* Passage du texte:
* * * * *

6 février 2022

Limitation du temps des jeux vidéo en Chine : le supposé contrôle de la jeunesse chinoise

La nouvelle réglementation entrée en vigueur fin août 2021 sur la limitation drastique du temps passé sur les jeux vidéo décidée par le gouvernement chinois s’adresse aux jeunes mineurs ; lesquels doivent particulièrement éprouver, comme un âpre écho aux célèbres pages d’A. de Tocqueville : qu’« au-dessus de ceux-là s’élève un pouvoir immense et tutélaire, qui se charge seul d’assurer leur jouissance et de veiller sur leur sort. Il est absolu, détaillé, régulier, prévoyant et doux ».

La mesure n’est pas nouvelle puisque depuis 2019, le temps de jeu en ligne pour les mineurs est limité à 1h30 par semaine (3h le week-end) avec une interdiction de jouer entre 22h et 8h du matin. Cette mesure, jugée trop laxiste par le gouvernement chinois, a donc été remplacée par une nouvelle réglementation plus autoritaire visant à interdire aux enfants et aux adolescents de jouer plus de trois heures par semaine. Ces trois heures de « liberté » de jeu sont néanmoins contraintes au vendredi, samedi et dimanche entre 20h et 21h, à raison d’une heure par jour ; l’exercice du pouvoir chinois se présentant toujours aussi « détaillé et régulier » mais s’exerçant cette fois avec un peu plus de dureté.
« L’opium mental » que représentent les jeux vidéo (selon la qualification d’un quotidien officiel) se doit donc d’être cadré, limité. Et ce, dans la visée de libérer du temps à la jeunesse pour mieux la protéger. La protéger tout particulièrement des problématiques dites « d’addiction ». Rappelons ici que la Chine a ouvert des centres de désintoxication aux jeux vidéo dès les années 2000 et compte près de 110 millions de joueurs de moins de 18 ans.

* * * * *

* Données fournies:
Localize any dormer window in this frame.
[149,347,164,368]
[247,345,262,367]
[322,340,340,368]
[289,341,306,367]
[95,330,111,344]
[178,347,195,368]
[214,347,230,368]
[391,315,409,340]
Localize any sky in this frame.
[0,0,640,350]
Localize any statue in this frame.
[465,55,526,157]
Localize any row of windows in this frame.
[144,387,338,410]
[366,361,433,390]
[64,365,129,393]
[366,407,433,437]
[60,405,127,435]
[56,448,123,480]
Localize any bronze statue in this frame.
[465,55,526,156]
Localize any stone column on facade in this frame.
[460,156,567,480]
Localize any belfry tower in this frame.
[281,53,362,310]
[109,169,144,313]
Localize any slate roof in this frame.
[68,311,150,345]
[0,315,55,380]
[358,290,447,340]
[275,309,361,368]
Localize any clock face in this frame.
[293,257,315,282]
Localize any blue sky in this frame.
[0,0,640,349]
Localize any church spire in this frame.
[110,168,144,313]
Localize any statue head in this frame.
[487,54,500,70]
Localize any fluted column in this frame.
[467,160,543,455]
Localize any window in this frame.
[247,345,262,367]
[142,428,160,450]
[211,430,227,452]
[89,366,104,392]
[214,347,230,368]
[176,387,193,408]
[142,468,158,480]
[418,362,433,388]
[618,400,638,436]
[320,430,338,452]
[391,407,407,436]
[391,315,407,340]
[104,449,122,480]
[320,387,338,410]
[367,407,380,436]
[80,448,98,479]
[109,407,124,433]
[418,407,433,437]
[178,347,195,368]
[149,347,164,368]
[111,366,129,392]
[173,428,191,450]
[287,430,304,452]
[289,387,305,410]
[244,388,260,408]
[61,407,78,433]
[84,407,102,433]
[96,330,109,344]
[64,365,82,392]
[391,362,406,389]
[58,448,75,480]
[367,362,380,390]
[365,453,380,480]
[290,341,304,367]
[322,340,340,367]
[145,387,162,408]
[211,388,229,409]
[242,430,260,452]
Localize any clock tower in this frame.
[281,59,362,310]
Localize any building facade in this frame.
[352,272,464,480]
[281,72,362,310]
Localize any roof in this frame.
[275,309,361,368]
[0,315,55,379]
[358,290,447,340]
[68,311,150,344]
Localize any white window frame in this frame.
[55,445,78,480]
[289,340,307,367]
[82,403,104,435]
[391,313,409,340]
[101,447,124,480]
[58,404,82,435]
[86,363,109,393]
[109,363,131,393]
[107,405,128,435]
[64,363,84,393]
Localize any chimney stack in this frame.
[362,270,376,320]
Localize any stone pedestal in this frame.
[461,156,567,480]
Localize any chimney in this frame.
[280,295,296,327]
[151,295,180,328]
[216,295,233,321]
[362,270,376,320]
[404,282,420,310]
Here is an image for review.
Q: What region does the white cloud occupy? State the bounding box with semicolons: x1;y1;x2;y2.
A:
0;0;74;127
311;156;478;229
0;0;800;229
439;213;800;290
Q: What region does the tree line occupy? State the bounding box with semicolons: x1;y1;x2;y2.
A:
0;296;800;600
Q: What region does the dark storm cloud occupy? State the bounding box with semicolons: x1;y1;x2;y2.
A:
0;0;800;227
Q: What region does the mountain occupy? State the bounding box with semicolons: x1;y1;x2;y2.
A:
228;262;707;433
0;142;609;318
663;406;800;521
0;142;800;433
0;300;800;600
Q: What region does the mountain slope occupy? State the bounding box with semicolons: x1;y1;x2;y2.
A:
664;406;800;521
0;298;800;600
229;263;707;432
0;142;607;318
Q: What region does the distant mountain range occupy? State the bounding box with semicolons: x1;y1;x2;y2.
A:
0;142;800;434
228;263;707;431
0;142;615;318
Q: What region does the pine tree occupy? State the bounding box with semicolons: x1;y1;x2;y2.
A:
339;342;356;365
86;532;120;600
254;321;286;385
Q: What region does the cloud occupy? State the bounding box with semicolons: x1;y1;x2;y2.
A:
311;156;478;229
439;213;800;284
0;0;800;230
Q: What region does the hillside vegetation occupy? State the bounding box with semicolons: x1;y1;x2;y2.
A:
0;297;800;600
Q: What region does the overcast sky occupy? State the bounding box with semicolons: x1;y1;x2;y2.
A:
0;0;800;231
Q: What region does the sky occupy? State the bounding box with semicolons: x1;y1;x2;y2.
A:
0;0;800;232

* * * * *

* Consignes de l'exercice:
**a.** Dans le texte sur la limitation du temps de jeu en Chine, reformulez sous forme de liste le paragraphe commençant par « La mesure n'est pas nouvelle » en conservant ses faits principaux.
**b.** Recopiez les lignes du listing, de celle qui contient « Localize any building facade in this frame. » jusqu'à celle qui contient « [68,311,150,344] », ces deux lignes comprises.

* Réponses par consigne:
**a.**
- Depuis 2019, le temps de jeu en ligne des mineurs est limité à 1h30 par semaine (3h le week-end). Il est interdit de jouer entre 22h et 8h du matin.
- Le gouvernement chinois a jugé cette mesure trop laxiste. Il l'a remplacée par une réglementation plus autoritaire qui interdit aux enfants et aux adolescents de jouer plus de trois heures par semaine.
- Ces trois heures sont limitées au vendredi, au samedi et au dimanche, entre 20h et 21h, à raison d'une heure par jour.
- Le pouvoir chinois reste « détaillé et régulier », mais il s'exerce désormais avec plus de dureté.

**b.**
Localize any building facade in this frame.
[352,272,464,480]
[281,72,362,310]
Localize any roof in this frame.
[275,309,361,368]
[0,315,55,379]
[358,290,447,340]
[68,311,150,344]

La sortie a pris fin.